>>>

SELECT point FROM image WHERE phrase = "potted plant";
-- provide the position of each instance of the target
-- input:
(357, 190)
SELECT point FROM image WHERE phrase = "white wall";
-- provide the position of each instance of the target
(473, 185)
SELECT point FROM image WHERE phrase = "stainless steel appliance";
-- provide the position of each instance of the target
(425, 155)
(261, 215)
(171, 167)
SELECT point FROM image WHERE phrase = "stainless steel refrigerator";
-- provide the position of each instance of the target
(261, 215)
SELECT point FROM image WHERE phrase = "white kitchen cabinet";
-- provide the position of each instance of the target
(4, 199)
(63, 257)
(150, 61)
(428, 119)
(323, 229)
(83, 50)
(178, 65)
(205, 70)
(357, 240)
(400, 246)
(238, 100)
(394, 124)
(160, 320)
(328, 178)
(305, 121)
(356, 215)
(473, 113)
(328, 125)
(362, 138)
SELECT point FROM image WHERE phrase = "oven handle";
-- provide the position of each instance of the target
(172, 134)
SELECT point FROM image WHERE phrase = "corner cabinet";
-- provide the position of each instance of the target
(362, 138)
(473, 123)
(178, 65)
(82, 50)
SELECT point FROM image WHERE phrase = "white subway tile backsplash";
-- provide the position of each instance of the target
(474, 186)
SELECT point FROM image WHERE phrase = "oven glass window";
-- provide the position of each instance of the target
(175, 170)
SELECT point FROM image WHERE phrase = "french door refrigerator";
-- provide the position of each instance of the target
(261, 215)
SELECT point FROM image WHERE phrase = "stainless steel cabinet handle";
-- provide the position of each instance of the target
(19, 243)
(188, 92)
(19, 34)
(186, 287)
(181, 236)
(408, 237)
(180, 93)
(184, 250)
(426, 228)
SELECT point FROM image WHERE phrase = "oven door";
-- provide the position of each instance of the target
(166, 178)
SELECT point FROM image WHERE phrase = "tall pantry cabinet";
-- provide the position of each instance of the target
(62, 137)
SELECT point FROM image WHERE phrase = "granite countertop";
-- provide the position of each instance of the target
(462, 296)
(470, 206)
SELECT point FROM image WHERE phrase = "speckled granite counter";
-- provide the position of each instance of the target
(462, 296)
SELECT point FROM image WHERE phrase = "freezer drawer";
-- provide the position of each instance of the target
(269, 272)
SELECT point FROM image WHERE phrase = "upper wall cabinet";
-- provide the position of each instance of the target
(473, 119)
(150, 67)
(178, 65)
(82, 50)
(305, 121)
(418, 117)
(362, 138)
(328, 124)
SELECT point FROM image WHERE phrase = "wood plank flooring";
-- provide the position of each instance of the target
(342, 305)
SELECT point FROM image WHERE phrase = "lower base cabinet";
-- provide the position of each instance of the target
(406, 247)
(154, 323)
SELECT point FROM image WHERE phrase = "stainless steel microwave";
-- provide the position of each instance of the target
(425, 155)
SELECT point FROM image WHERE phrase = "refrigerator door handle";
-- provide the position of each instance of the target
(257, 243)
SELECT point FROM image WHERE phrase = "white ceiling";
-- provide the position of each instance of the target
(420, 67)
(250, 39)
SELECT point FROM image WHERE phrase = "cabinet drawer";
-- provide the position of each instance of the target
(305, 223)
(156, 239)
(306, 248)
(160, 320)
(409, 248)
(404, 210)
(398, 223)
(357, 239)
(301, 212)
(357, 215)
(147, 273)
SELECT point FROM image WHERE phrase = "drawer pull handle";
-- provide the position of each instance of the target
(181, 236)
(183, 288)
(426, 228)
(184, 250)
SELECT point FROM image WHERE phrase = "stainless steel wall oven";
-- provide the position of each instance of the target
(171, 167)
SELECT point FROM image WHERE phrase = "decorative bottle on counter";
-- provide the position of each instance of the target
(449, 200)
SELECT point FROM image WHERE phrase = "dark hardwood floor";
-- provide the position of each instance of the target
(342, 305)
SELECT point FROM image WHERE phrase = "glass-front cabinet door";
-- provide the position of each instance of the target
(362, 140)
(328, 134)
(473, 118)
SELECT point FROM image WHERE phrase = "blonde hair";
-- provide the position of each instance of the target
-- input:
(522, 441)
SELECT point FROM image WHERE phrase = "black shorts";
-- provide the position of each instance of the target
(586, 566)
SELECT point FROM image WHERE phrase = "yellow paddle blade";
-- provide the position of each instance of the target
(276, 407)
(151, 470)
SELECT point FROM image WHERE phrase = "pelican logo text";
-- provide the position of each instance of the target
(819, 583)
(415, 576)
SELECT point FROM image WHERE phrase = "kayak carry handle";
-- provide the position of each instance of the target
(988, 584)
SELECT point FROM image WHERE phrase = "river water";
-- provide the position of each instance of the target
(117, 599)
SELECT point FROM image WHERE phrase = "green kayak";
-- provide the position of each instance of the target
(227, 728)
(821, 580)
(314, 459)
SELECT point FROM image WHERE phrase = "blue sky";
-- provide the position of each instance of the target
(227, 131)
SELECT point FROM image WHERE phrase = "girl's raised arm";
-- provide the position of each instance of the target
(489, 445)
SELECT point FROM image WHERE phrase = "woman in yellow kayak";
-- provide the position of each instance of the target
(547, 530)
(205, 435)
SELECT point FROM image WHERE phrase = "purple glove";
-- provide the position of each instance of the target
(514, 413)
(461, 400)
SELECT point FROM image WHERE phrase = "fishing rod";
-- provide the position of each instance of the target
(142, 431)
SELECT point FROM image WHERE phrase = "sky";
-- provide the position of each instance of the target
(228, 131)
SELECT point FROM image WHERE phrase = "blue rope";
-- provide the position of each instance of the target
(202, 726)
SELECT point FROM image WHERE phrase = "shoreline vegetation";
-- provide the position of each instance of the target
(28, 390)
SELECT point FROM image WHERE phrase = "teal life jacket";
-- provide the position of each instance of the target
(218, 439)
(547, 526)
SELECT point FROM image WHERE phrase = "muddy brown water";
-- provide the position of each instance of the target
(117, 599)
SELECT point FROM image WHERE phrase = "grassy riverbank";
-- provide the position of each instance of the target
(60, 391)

<<<

Write out every line of the material again, exactly as it reads.

*SOLUTION FOR THIS PROBLEM*
SELECT point FROM image WHERE phrase = "potted plant";
-- provide the position of each instance of the target
-- input:
(357, 190)
SELECT point FROM image WHERE phrase = "white wall";
-- provide the position of each instance of the target
(473, 185)
SELECT point FROM image WHERE phrase = "stainless steel appliance";
-- provide the position of each instance of the target
(425, 155)
(261, 215)
(171, 167)
SELECT point FROM image WHERE phrase = "stainless steel refrigerator";
-- provide the position of each instance of the target
(261, 215)
SELECT point FROM image WHERE phrase = "white kitchen cabinet";
-- provide the position of each instance of the target
(4, 199)
(63, 257)
(150, 61)
(428, 119)
(323, 229)
(83, 50)
(178, 65)
(205, 70)
(357, 240)
(400, 246)
(238, 100)
(394, 124)
(160, 320)
(328, 178)
(305, 121)
(356, 215)
(473, 113)
(328, 125)
(362, 138)
SELECT point FROM image WHERE phrase = "oven handle";
-- provide the position of each instance of the target
(172, 134)
SELECT point FROM image WHERE phrase = "corner cabinet";
-- provide the position of each instance of the target
(362, 138)
(473, 123)
(178, 65)
(82, 50)
SELECT point FROM image WHERE phrase = "white subway tile backsplash";
-- provide the position of each instance of the target
(474, 186)
SELECT point FROM image WHERE phrase = "oven glass window";
-- provide the position of each instance of the target
(175, 170)
SELECT point FROM image WHERE phrase = "french door refrigerator";
-- provide the position of each instance of the target
(261, 215)
SELECT point FROM image WHERE phrase = "stainless steel cabinet handle";
-- provide the position of each instance of the target
(19, 243)
(188, 92)
(19, 34)
(186, 287)
(181, 236)
(408, 237)
(180, 93)
(184, 250)
(426, 228)
SELECT point FROM image WHERE phrase = "oven door";
-- provide the position of each instance of the target
(166, 178)
SELECT point FROM image WHERE phrase = "tall pantry cabinet";
-- provide the position of each instance of the target
(62, 137)
SELECT point FROM image WHERE phrase = "granite countertop";
-- provide the position of each instance of the target
(462, 296)
(470, 206)
SELECT point FROM image WHERE phrase = "speckled granite counter";
-- provide the position of each instance of the target
(462, 296)
SELECT point FROM image WHERE phrase = "freezer drawer";
-- provide the position of each instance of the target
(269, 272)
SELECT point FROM image WHERE phrase = "upper wall cabinet";
-- provide the position of each instance of the target
(473, 119)
(150, 67)
(178, 65)
(82, 50)
(305, 121)
(418, 117)
(362, 138)
(328, 124)
SELECT point FROM image WHERE phrase = "wood plank flooring";
-- provide the position of each instance of the target
(342, 305)
SELECT point FROM image WHERE phrase = "lower base cabinet";
-- provide the position of each instance of the target
(406, 247)
(154, 323)
SELECT point FROM image WHERE phrase = "stainless steel microwave";
-- provide the position of each instance of the target
(425, 155)
SELECT point FROM image WHERE phrase = "refrigerator door handle";
-- provide the position of each instance of the target
(257, 243)
SELECT point FROM image WHERE phrase = "white ceiling";
-- provide the position of each instance of the target
(420, 67)
(250, 39)
SELECT point FROM image WHERE phrase = "cabinet drawer";
-- provide the position of each instance of the target
(305, 223)
(156, 239)
(306, 248)
(160, 320)
(409, 248)
(404, 210)
(398, 223)
(357, 239)
(301, 212)
(357, 215)
(147, 273)
SELECT point FROM image WHERE phrase = "drawer pull handle";
-- provide the position of each instance of the target
(181, 236)
(183, 288)
(426, 228)
(184, 250)
SELECT point FROM image WHERE phrase = "stainless steel wall oven";
-- provide the position of each instance of the target
(171, 167)
SELECT point FROM image WHERE phrase = "decorative bottle on counter";
-- provide the position of each instance of the target
(449, 200)
SELECT point FROM image WHERE phrase = "dark hardwood floor";
-- provide the position of each instance of the target
(342, 305)
SELECT point FROM image WHERE phrase = "glass-front cabinet door";
-- provide the position of each instance of the target
(362, 140)
(328, 134)
(473, 118)
SELECT point FROM image WHERE phrase = "blonde hair";
-- provide the position of each instance of the target
-- input:
(522, 441)
SELECT point FROM image WHERE phrase = "black shorts";
-- provide the position of each instance of the target
(586, 566)
SELECT point FROM image WHERE phrase = "yellow paddle blade";
-- provide the position of each instance of the target
(276, 407)
(151, 470)
SELECT point FROM image WHERE phrase = "pelican logo text";
-- provide the position of each instance of the target
(819, 583)
(415, 576)
SELECT point FROM image WHERE phrase = "kayak carry handle";
-- provide the position of each instance of the target
(988, 584)
SELECT point FROM image WHERE phrase = "river water";
-- provide the position of each instance of the target
(117, 599)
SELECT point FROM image WHERE phrase = "green kayak";
-- provide the position of each instance of the target
(227, 728)
(821, 580)
(314, 459)
SELECT point FROM image WHERE phrase = "blue sky";
-- provide the position of each instance of the target
(227, 131)
SELECT point FROM image WHERE phrase = "girl's raised arm";
-- provide the position of each instance of the target
(489, 445)
SELECT point FROM image WHERE phrase = "woman in yellow kayak";
-- provide the position of each instance of the target
(547, 530)
(205, 435)
SELECT point FROM image WHERE phrase = "purple glove";
-- provide the position of each instance of the target
(514, 413)
(461, 400)
SELECT point FROM image WHERE phrase = "fishing rod";
-- provide the position of each instance of the target
(142, 431)
SELECT point FROM image WHERE phrase = "sky";
-- provide the position of each instance of the target
(228, 131)
SELECT point FROM image WHERE phrase = "blue rope";
-- provide the position of each instance of the target
(202, 726)
SELECT point FROM image WHERE phrase = "shoreline vegetation";
-- provide the position of each instance of the target
(28, 390)
SELECT point FROM image WHERE phrase = "teal life jacket";
-- provide the position of each instance of the target
(218, 439)
(547, 526)
SELECT point FROM image WHERE phrase = "muddy brown water";
-- provide the position of each instance of the target
(117, 599)
SELECT point FROM image WHERE phrase = "grassy riverbank";
-- provide the position of each instance of the target
(60, 391)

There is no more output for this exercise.